Da lente di ingrandimento distopica che ci metteva in guardia sui nostri comportamenti sbagliati e sulle conseguenze a cui potremmo andare incontro se non dovessimo modificare il rapporto deviato con i device tecnologici, è diventata una polaroid del presente, edulcorata e simpatica.  

 

 



Quell'ansia che si provava durante gli episodi, quella stretta allo stomaco data dal riconoscere noi stessi in quello specchio nero, quella sensazione di vuoto senza speranza al termine della visione che spesso portava a delle riflessioni e a una pausa necessaria prima di vedere l'episodio successivo... non ci sono più. 

 

Non che sia necessariamente un male. 

Black Mirror tecnicamente è ancora una serie di punta e tra quelle disponibili su Netflix è senza dubbio tra le migliori, vanta cast tecnici e artistici di tutto rispetto e in questa occasione sono sicuramente da applaudire le performance di Anthony Mackie, Andrew Scott, Miley Cyrus e della giovane Angourie Rice, che personalmente vedo come una delle star del futuro prossimo. 

 

La dipendenza dai videogiochi per nascondere la ricerca della propria identità di genere, la dipendenza dai social network e il nascondere le proprie mancanze, la dipendenza dalla fama per nascondere la propria inettitudine. 

 

Sono discorsi interessanti che danno luogo a cortometraggi tutto sommato gradevoli e ben realizzati, prodotti televisivi di alta fattura, un qualcosa che nel mare magnum di offerta attualmente disponibile non è mai da disdegnare.

▶ [Estratti dei dati]:
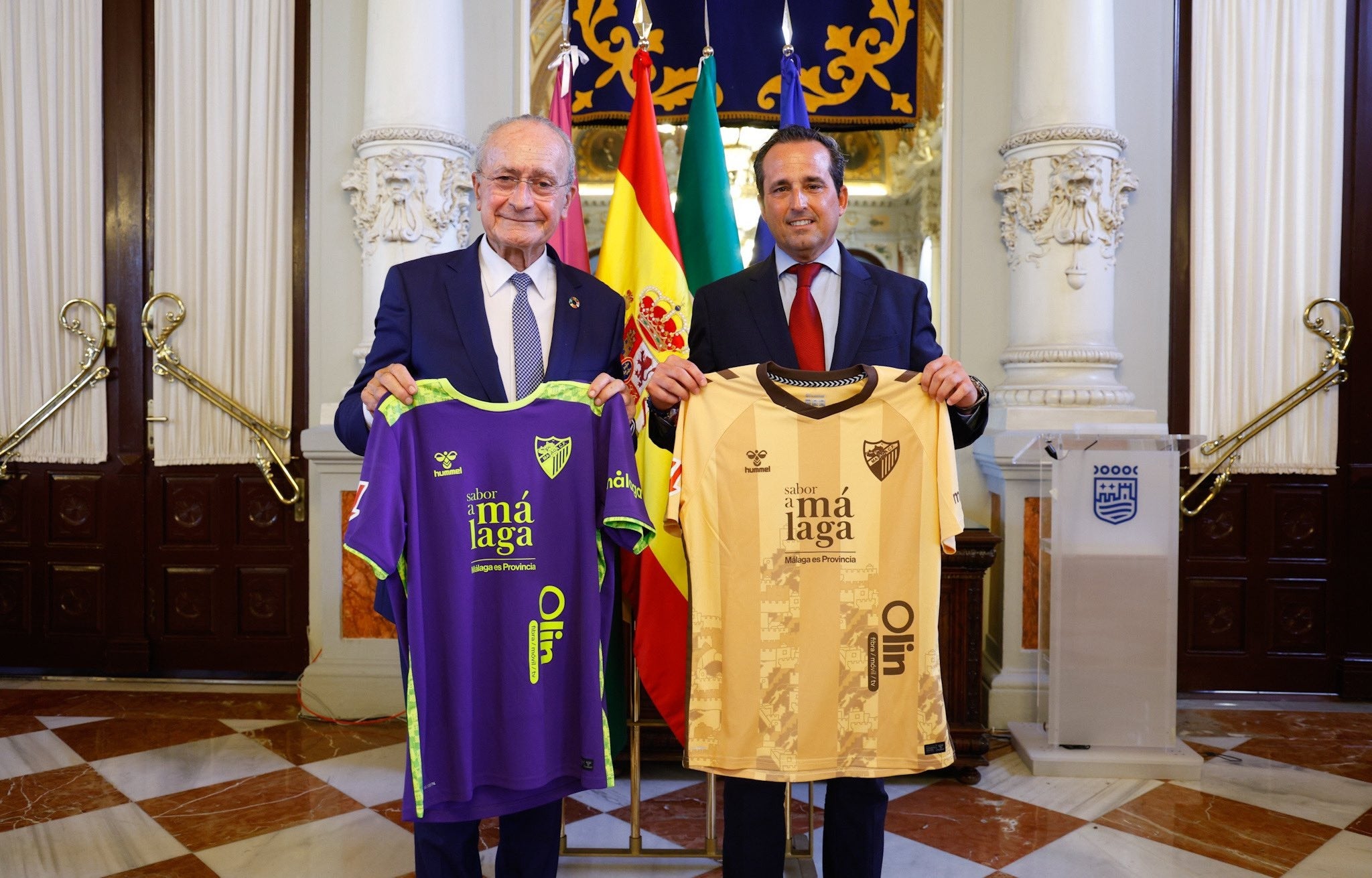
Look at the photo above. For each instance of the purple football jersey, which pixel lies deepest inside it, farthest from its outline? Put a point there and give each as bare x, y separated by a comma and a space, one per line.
--
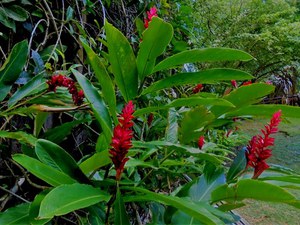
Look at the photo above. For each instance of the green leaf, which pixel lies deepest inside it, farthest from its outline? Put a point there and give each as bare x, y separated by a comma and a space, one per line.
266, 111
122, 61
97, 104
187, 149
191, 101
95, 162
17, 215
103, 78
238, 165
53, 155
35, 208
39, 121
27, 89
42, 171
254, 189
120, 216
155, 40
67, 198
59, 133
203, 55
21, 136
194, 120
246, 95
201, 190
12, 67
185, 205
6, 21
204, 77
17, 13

▶ [Consegna 1]: Traduci in inglese questa frase del testo su Black Mirror: "Non che sia necessariamente un male."
▶ [Consegna 2]: Riscrivi il passo del testo su Black Mirror che parte da "La dipendenza dai videogiochi" e termina con "mai da disdegnare.", sostituendo "cortometraggi" con "episodi".
▶ [Consegna 3]: Nel testo su Black Mirror, di quali interpreti si dice che sono da applaudire le performance?

▶ [Soluzione completa 1]: Not that it is necessarily a bad thing.

▶ [Soluzione completa 2]:
La dipendenza dai videogiochi per nascondere la ricerca della propria identità di genere, la dipendenza dai social network e il nascondere le proprie mancanze, la dipendenza dalla fama per nascondere la propria inettitudine. 

 

Sono discorsi interessanti che danno luogo a episodi tutto sommato gradevoli e ben realizzati, prodotti televisivi di alta fattura, un qualcosa che nel mare magnum di offerta attualmente disponibile non è mai da disdegnare.

▶ [Soluzione completa 3]: Anthony Mackie, Andrew Scott, Miley Cyrus e la giovane Angourie Rice.